* Task *
Quote verbatim the stretch of the items below from the line containing "Point out the fence" through the end of the items.

* Rows drawn from a dataset *
—————

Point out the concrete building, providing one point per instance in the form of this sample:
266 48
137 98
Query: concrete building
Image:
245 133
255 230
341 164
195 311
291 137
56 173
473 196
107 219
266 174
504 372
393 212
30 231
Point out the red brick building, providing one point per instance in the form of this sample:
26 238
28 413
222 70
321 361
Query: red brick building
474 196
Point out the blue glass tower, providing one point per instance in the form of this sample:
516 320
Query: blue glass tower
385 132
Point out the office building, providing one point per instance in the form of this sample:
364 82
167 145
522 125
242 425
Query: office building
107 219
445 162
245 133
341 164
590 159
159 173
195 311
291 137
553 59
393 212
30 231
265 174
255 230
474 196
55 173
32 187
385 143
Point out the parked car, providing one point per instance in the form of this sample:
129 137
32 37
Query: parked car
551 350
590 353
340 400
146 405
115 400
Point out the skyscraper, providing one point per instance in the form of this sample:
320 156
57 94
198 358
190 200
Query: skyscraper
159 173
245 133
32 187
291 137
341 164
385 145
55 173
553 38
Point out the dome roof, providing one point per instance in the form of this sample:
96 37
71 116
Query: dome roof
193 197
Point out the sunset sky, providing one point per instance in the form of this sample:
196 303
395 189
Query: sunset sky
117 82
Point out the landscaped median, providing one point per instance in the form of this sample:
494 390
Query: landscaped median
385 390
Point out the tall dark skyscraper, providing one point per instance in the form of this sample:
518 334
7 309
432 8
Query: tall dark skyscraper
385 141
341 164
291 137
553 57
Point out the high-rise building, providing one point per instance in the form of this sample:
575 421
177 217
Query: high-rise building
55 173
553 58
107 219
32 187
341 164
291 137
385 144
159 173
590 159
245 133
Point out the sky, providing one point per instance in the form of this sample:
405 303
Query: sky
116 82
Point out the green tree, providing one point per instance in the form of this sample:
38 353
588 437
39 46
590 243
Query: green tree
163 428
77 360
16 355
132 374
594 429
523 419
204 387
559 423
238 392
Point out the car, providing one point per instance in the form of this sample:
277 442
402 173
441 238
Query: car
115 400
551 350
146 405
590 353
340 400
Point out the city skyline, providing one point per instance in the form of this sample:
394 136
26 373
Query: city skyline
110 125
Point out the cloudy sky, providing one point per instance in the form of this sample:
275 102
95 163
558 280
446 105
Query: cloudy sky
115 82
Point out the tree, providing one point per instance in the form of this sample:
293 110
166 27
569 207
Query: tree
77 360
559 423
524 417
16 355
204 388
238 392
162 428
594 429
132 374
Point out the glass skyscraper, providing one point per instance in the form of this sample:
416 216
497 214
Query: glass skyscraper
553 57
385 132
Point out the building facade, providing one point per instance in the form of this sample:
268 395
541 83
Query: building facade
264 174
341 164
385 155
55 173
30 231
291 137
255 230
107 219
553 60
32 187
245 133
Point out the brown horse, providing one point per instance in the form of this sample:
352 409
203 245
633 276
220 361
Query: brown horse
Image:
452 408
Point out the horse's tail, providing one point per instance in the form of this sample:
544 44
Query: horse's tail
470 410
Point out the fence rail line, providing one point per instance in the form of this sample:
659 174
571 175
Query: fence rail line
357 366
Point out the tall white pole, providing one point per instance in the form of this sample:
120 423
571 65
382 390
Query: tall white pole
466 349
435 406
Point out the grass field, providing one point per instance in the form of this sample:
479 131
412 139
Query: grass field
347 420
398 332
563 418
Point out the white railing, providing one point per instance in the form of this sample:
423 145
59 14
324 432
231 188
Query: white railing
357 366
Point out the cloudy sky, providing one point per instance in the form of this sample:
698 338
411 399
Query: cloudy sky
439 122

—————

* Output for this task *
Point out the fence rail line, providing one point per instance in the form of this sample:
659 174
571 175
Query: fence rail line
357 366
Point out the tall white pole, providing one point per instance in the form of this sample:
120 423
571 65
382 390
Query: tall white pole
466 349
435 406
Point out the grass field, providing one point per instance in the form of this sample:
479 131
412 139
Query: grass field
347 420
398 332
563 418
Point out the white railing, providing one point per instance in the form of this sample:
423 145
59 14
324 432
231 188
Query: white railing
357 366
Point out the cloudy sky, providing one point per instance in the form of this sample:
698 338
411 399
Query: cloudy sky
439 122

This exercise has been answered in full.